Stated goal –
List every line in the material below that contains the word "steel".

Data entries –
══════════
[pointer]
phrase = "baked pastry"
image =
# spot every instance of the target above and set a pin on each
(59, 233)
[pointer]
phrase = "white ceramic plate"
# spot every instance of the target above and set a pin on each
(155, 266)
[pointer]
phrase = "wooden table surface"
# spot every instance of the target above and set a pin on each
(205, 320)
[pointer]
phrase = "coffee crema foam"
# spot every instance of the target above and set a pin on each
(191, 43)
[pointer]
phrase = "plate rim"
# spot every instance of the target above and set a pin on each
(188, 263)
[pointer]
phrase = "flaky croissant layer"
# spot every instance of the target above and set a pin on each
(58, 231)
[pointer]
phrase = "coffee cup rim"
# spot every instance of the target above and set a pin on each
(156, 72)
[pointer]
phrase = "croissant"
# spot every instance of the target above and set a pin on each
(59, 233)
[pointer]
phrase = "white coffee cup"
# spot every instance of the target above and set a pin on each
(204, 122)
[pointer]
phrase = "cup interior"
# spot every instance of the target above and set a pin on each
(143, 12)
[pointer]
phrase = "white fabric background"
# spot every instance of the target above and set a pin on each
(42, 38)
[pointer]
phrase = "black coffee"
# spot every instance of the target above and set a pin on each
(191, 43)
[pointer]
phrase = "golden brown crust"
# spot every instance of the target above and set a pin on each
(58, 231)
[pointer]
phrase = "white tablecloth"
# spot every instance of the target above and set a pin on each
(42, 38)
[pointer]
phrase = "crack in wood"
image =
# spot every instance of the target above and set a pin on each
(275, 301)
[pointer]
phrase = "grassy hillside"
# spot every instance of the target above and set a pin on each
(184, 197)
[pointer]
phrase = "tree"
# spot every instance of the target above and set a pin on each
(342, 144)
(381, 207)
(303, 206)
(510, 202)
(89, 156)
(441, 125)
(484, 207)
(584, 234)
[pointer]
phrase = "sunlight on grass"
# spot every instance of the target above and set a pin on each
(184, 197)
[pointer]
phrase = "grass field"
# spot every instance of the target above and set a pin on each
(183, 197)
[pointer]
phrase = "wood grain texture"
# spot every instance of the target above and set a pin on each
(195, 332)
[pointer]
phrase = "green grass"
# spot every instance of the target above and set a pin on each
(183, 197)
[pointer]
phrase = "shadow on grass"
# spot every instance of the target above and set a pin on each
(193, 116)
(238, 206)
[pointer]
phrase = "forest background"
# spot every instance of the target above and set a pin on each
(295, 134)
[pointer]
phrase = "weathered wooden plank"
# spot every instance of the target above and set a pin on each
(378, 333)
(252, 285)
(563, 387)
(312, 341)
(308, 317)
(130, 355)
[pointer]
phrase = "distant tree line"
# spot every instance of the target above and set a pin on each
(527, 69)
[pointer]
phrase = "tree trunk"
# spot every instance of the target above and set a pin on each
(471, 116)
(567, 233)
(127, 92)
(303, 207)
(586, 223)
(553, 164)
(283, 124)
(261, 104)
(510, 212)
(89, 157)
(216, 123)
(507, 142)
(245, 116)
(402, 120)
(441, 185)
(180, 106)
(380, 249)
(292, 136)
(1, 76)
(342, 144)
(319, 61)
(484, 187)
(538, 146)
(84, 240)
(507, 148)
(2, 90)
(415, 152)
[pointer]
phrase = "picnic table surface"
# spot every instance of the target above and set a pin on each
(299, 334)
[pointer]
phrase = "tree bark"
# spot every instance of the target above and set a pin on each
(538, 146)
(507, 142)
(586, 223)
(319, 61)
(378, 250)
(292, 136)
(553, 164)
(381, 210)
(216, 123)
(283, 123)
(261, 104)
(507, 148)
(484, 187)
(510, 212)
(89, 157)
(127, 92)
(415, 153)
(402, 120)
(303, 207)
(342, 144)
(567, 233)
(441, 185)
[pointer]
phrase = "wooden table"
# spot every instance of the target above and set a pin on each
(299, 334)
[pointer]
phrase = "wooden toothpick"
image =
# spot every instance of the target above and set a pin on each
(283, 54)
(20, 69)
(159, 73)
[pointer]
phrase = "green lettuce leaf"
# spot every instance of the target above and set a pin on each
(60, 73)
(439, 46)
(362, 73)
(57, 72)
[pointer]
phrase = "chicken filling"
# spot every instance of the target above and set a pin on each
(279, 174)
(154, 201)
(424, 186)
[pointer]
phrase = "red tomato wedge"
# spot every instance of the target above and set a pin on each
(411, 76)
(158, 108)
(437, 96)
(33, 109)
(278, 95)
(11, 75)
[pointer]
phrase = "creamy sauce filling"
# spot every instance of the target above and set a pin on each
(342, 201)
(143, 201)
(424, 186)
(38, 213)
══════════
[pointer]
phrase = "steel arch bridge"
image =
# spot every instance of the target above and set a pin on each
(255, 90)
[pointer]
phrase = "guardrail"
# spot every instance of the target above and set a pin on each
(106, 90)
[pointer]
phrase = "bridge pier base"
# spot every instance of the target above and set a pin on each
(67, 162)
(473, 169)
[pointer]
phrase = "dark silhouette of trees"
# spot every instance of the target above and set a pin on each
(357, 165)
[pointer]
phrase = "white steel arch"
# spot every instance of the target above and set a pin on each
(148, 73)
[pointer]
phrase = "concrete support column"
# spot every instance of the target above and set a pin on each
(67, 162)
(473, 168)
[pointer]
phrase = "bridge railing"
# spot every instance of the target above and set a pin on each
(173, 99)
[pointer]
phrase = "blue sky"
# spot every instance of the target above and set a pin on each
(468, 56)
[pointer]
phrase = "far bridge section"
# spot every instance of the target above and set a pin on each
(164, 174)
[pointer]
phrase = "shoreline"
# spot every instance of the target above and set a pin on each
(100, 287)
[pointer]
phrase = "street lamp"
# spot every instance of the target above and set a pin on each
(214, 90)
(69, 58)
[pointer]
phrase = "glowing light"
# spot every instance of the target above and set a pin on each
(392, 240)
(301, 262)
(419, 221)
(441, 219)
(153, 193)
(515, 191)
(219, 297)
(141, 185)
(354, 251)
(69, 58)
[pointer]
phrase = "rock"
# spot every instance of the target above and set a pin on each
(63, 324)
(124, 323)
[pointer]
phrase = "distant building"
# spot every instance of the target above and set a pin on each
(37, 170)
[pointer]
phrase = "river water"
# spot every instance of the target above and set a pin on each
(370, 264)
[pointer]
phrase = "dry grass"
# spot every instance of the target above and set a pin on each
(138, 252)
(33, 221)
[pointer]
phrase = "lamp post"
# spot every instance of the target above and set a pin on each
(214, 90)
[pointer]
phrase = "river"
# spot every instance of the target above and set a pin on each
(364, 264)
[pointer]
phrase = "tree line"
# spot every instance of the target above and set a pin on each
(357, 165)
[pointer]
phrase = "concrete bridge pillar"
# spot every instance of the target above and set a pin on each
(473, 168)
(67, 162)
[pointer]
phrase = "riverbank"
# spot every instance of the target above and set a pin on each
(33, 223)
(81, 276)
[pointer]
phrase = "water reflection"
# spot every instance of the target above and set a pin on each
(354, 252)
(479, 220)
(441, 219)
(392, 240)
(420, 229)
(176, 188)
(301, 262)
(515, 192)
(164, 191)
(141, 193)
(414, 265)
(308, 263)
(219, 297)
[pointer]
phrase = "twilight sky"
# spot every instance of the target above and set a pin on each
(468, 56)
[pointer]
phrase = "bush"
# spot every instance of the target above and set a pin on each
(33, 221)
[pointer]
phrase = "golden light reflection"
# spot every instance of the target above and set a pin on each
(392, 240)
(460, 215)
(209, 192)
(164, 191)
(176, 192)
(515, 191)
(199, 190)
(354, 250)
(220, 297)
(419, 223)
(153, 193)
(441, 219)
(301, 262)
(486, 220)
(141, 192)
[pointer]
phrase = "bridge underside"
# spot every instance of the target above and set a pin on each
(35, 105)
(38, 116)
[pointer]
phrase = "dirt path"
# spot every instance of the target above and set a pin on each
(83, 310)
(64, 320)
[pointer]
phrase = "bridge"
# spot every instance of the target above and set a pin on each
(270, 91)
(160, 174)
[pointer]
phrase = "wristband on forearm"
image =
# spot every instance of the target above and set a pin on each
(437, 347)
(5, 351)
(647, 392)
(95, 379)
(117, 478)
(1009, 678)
══════════
Result below –
phrase = "steel arch bridge"
phrase = "white steel arch"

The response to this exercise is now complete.